The highlights of the panel
Updated: Jan 25, 2019
We wanted to summarise the wisdom our panellists shared with us if you couldn't make it to the event. And you're welcome!
About the investments in Asia:
Asia has more B2C startups as 60% of the population is unbanked, versus more developed markets like Europe and the U.S. It's an exciting investment opportunity, but culturally Asian markets are very different.
Despite the attractiveness, it's not an easy playground for the investors as there are less experienced entrepreneurs who've "been there done that" and had successful exits. Also, the availability of the talent to execute these ideas is very limited so the startups are hunting for the same talent pool.
Another challenge is that often times you need to educate the consumers about the products which are already mainstream in other markets and it can be expensive as you need to play a thought leader and to be a transactor at the same time. The spectrum of the consumers ranges from people not even knowing they have a problem that you're representing the solution for and there is no other solution that exists, to people knowing they have a problem and they know the solution exists, and there are a few of them, so it becomes a pricing or features game.
Hints for the pitch:
Three main things we want to see in the deck, even if it's just 3 slides - People, Product, Market. Some want to see also three "X-factors" - Humour, a certain level of nerdiness and a sense of calling, e.g.“Whether you like it or not, I'm going to solve this problem as sure as the grass is green!”
Share your background and experience of your team at the beginning of your pitch. It will make it easier to assess the match between your credentials and the expertise required to carry on the business, build respect and understand your level when asking the questions later on.
The tendency is to talk about the product, but we invest in companies. Put yourself in the mindset of the investor and focus on the opportunity the investment represents in terms of a return, instead of why your product is better. No one gets money after a three minutes pitch. The whole point is to create an interest to start a dialogue.
Investors sometimes meet 10-20 companies a week and remember just 2-3 facts about them. Make sure that these few main facts are properly conveyed, build your presentation around it, so you're in control!
Sophistication versus being naive - do your homework, know your competitors, what is happening in the industry, what's around the corner. Investors want to be confident that you know what you're doing and not just focusing on your product. It's an international investment arena and the competition is high!
Remember, VC’s are doing the same thing - meeting LP's all the time raising capital, presenting decks, etc. So, everyone is salespeople and it's very difficult to sell to salespeople!
Energy is the key and how you come across is what investor will take away.
It's important to find the right investor, with whom you will have a great synergy to develop your business. You cannot please everyone, so relax and be yourself, see if there is a match.

DATA SEGMENT:
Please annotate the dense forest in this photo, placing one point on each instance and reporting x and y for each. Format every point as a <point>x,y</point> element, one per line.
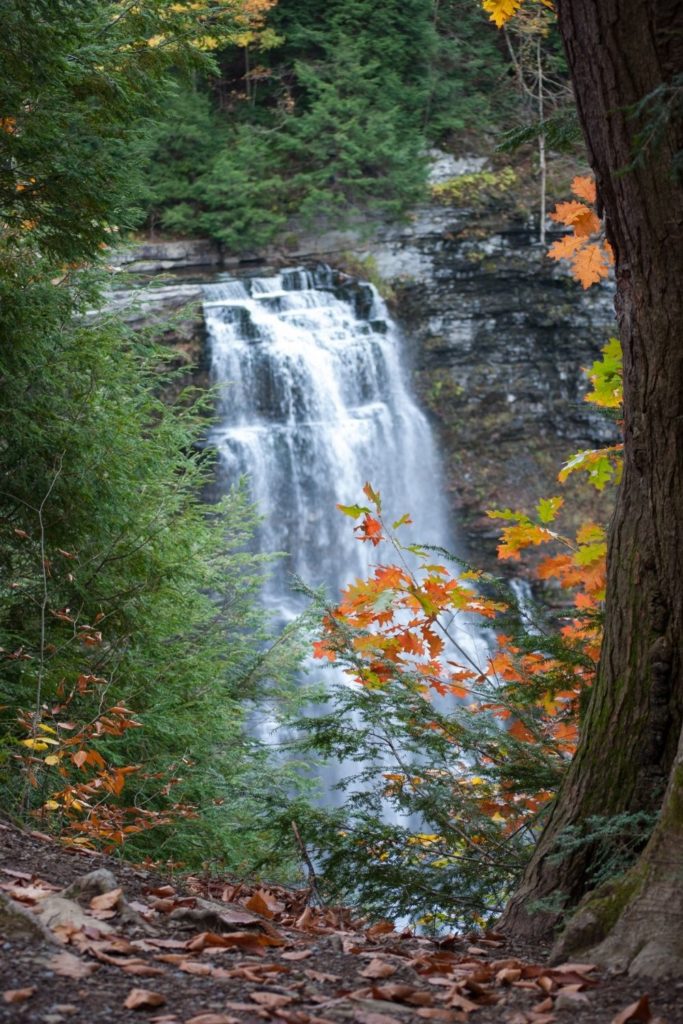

TASKS TO COMPLETE:
**a.** In the panel summary, what share of Asia's population is unbanked?
**b.** Print the part of the panel summary that opens with the words containing "The highlights of" and closes with "are very different.".
**c.** Write what comes next in the panel summary, picking up after its last sentence.
The material above plays no role here.

RESPONSES PER TASK:
**a.** 60%

**b.**
The highlights of the panel
Updated: Jan 25, 2019
We wanted to summarise the wisdom our panellists shared with us if you couldn't make it to the event. And you're welcome!
About the investments in Asia:
Asia has more B2C startups as 60% of the population is unbanked, versus more developed markets like Europe and the U.S. It's an exciting investment opportunity, but culturally Asian markets are very different.

**c.**
If the chemistry is there, good investors identify the gaps that need to be filled and if this what they can offer apart from the capital?
People are selfish, the best motivation to invest is when they want to be a part of this story!
If you're not passionate about what you do, then you won't be able to sell your business to the clients and attract the team. BUT, we don't invest just in passion and it's not good when the entrepreneur is in love with his/her idea. Investors always think “Will we be able to make a lot of money together?”
The pitch is like a trailer to a movie. Everybody experienced seeing a great trailer to a crap movie, right?
And unlucky 13 is “Don't end your pitch with the "Jesus pose"! :)
About the company valuation:
Stage-based approach - just an idea / the product is ready and MVP is built / revenue-generating (or not).
Geographical differences, as the same stage startups in Indonesia, Cambodia or Vietnam are much cheaper than those based in Singapore. Many are incorporated here because the valuation is much higher. At the same time, what the investor would expect to see as 2-3 mil valuation company in a Silicon Valley is a 10 mil valuation company in Singapore.
Be fair in your estimation to raise as much as you need to get traction, as more time you spend fundraising, the less time you have to focus on your product. So after the initial meeting where we, hopefully, liked your product, we want to see the numbers behind and have a conversation to test each other's assumptions.
Absolute no-go from the entrepreneurs?
Getting defensive! - Investors wanna help, and when giving their feedback, they're trying to fix the problem together. Nobody has a plan to reject your pitch or they wouldn't confirm the meeting! Being defensive shows how you handle difficult situations
Don’t burn the bridges! You might talk to the same investors in a year or two as your idea or business evolves. It's a journey!
It's a very small industry and investors talk and share information, so develop your relationships and think about the reputation.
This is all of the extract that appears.